▶ **GIVEN RECORDS**
"""
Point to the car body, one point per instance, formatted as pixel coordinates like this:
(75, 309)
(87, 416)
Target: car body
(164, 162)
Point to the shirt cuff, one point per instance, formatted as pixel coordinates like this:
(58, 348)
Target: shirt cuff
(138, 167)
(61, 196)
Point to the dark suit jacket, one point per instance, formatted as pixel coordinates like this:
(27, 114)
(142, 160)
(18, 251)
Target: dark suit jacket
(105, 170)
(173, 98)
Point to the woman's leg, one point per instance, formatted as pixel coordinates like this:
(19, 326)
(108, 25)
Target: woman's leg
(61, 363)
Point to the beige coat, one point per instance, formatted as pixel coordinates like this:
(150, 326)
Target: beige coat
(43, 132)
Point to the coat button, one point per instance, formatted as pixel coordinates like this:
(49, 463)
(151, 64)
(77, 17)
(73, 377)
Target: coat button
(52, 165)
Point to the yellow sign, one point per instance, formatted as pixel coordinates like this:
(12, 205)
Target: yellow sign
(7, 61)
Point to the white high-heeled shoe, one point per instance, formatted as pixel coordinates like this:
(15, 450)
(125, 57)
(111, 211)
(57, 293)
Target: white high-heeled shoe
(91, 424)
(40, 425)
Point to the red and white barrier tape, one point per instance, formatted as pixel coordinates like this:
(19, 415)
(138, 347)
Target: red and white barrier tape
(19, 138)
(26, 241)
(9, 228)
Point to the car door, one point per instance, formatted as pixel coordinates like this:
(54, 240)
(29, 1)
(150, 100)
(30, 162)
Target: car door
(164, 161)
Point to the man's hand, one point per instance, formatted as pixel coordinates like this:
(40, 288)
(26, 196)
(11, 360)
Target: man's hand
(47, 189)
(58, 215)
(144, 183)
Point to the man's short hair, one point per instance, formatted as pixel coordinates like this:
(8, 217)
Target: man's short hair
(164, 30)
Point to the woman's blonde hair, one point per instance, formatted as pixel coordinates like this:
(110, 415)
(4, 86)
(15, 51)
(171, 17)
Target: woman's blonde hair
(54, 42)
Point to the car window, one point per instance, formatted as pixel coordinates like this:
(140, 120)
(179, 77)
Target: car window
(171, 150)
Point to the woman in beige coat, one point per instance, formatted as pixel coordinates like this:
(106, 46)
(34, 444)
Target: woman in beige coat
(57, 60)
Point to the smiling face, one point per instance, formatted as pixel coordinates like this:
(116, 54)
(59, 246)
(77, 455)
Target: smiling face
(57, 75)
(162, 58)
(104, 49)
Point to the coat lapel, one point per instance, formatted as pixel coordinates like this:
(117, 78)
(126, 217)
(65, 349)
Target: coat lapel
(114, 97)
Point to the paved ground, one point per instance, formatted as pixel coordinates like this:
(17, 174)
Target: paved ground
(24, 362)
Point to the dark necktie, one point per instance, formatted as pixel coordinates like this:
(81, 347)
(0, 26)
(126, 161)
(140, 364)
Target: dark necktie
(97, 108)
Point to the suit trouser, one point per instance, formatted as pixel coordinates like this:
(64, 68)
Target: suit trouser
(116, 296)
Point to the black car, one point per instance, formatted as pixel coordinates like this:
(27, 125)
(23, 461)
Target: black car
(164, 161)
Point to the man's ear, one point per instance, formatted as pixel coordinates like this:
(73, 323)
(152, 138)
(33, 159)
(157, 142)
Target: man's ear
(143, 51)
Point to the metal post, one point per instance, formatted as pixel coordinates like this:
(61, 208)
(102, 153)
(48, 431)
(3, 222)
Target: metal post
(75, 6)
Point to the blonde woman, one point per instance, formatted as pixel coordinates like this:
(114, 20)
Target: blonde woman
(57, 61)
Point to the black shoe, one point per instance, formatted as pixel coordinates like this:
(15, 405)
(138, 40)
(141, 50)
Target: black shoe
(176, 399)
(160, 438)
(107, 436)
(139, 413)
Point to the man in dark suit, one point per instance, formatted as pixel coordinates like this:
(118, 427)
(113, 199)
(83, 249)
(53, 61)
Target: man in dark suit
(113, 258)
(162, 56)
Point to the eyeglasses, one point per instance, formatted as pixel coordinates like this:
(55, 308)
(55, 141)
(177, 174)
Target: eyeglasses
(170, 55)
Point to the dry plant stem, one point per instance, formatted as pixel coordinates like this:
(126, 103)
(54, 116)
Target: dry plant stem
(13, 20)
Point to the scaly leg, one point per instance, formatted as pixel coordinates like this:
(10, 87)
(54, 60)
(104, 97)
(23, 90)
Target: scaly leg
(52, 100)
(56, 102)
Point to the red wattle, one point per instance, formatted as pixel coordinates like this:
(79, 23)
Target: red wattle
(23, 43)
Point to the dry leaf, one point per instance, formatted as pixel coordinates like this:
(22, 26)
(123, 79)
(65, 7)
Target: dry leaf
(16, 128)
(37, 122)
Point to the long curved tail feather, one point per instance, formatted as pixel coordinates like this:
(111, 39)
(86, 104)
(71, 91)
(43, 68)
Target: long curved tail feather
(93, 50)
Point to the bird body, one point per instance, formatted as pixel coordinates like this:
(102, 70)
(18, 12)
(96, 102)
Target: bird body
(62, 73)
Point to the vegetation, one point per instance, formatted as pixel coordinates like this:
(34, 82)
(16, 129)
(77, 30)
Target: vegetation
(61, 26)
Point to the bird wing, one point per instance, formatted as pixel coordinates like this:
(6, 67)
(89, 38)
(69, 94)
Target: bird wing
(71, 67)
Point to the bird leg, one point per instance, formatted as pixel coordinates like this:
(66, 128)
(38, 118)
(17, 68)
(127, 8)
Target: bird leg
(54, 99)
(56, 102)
"""
▶ **YOUR TASK**
Please return all of the entries above, exactly and completely.

▶ **WRITTEN SOLUTION**
Point to the car body, one point per instance, formatted as pixel coordinates like this:
(75, 309)
(87, 416)
Target: car body
(164, 162)
Point to the shirt cuff, one point per instance, formatted as pixel coordinates like this:
(58, 348)
Target: shirt cuff
(138, 167)
(61, 196)
Point to the dark suit jacket, one point per instance, formatted as pixel coordinates like this:
(27, 114)
(142, 160)
(18, 251)
Target: dark suit jacket
(105, 170)
(173, 98)
Point to the woman's leg, one point per instance, formatted as pixel coordinates like this:
(19, 326)
(108, 25)
Target: woman's leg
(61, 363)
Point to the beige coat, one point per instance, formatted as pixel coordinates like this:
(150, 326)
Target: beige coat
(43, 132)
Point to the coat button, one point per instance, formatted as pixel coordinates like this:
(49, 463)
(151, 64)
(77, 17)
(73, 377)
Target: coat button
(52, 165)
Point to the yellow sign, one point per instance, formatted as pixel coordinates like this:
(12, 205)
Target: yellow sign
(7, 61)
Point to the white high-heeled shoe, one point per instance, formatted as pixel coordinates like this:
(15, 450)
(125, 57)
(111, 211)
(57, 293)
Target: white high-heeled shoe
(91, 424)
(40, 425)
Point to the red and white barrier tape, one point per instance, formatted as pixel coordinates like this:
(19, 415)
(138, 347)
Target: red and white barrier tape
(19, 138)
(26, 241)
(9, 228)
Point to the car door, one point per instance, formatted as pixel coordinates like this:
(54, 240)
(29, 1)
(150, 100)
(30, 162)
Target: car door
(164, 161)
Point to the man's hand, one point per instance, formatted as pixel coordinates like this:
(40, 288)
(26, 196)
(11, 360)
Target: man's hand
(47, 189)
(58, 215)
(144, 183)
Point to the man's short hair, one point per instance, formatted as pixel coordinates like this:
(8, 217)
Target: man's short hair
(164, 30)
Point to the woman's blonde hair, one point per instance, formatted as pixel coordinates like this:
(110, 415)
(4, 86)
(15, 51)
(171, 17)
Target: woman's blonde hair
(54, 42)
Point to the car window, one point per instance, formatted as pixel coordinates like this:
(140, 120)
(179, 77)
Target: car window
(171, 150)
Point to the woman in beige coat, one point per instance, formatted as pixel coordinates like this:
(106, 46)
(34, 444)
Target: woman in beige coat
(57, 60)
Point to the smiling face, one point per instance, formatted as pixel coordinates like this:
(116, 54)
(59, 246)
(77, 455)
Target: smiling face
(57, 75)
(162, 58)
(104, 49)
Point to the coat lapel, one point per instance, formatted as pixel coordinates like this:
(117, 78)
(126, 217)
(65, 349)
Target: coat lapel
(114, 97)
Point to the paved ground, one point per instance, formatted as pixel coordinates like this:
(17, 174)
Target: paved ground
(24, 362)
Point to the dark necktie, one point per instance, formatted as pixel coordinates like this:
(81, 347)
(0, 26)
(126, 161)
(140, 364)
Target: dark necktie
(97, 108)
Point to the suit trouser, one point per instance, formatted as pixel coordinates like this:
(64, 68)
Target: suit trouser
(116, 296)
Point to the black car, one point per instance, formatted as pixel coordinates like this:
(27, 125)
(23, 461)
Target: black car
(164, 161)
Point to the man's ear, one point per instance, formatted as pixel coordinates like this:
(73, 323)
(152, 138)
(33, 159)
(157, 142)
Target: man's ear
(143, 51)
Point to the metal post, one point per instance, formatted as pixel coordinates like this:
(61, 208)
(102, 153)
(48, 431)
(3, 222)
Target: metal post
(75, 6)
Point to the blonde woman, one point per instance, formatted as pixel coordinates like this:
(114, 20)
Target: blonde woman
(57, 61)
Point to the black shoe, one point per instance, formatted as pixel coordinates like this:
(15, 405)
(138, 40)
(141, 50)
Target: black shoe
(176, 399)
(160, 438)
(107, 436)
(139, 413)
Point to the man in dark suit, one point per instance, formatted as pixel coordinates like this:
(118, 427)
(113, 199)
(83, 249)
(53, 61)
Target: man in dark suit
(113, 258)
(162, 56)
Point to the eyeglasses, one point per instance, formatted as pixel coordinates like this:
(55, 308)
(55, 141)
(177, 174)
Target: eyeglasses
(170, 55)
Point to the dry plant stem, one point per instance, formatted as pixel coordinates like this:
(126, 103)
(54, 116)
Target: dry plant stem
(13, 20)
Point to the scaly leg, one point per instance, formatted as pixel coordinates like this:
(10, 87)
(54, 60)
(104, 97)
(23, 90)
Target: scaly leg
(52, 100)
(56, 102)
Point to the red wattle, one point per instance, formatted as pixel coordinates like this:
(79, 23)
Target: red wattle
(23, 43)
Point to the dry leaf, one point per instance, formatted as pixel coordinates like this:
(22, 26)
(123, 79)
(65, 7)
Target: dry leaf
(16, 128)
(37, 122)
Point to the long curved tail feather, one point per instance, formatted as pixel coordinates like this:
(111, 39)
(86, 104)
(71, 91)
(43, 68)
Target: long curved tail feather
(93, 50)
Point to the bird body, one point per instance, formatted as pixel coordinates like this:
(102, 70)
(18, 12)
(96, 102)
Target: bird body
(62, 73)
Point to the vegetation, one point per instance, formatted as pixel coordinates like this:
(34, 82)
(16, 129)
(77, 30)
Target: vegetation
(61, 26)
Point to the bird wing, one point per instance, formatted as pixel coordinates like this:
(6, 67)
(89, 38)
(69, 94)
Target: bird wing
(71, 67)
Point to the bird leg, one point per instance, formatted as pixel coordinates like this:
(66, 128)
(38, 118)
(17, 68)
(127, 8)
Target: bird leg
(54, 99)
(56, 102)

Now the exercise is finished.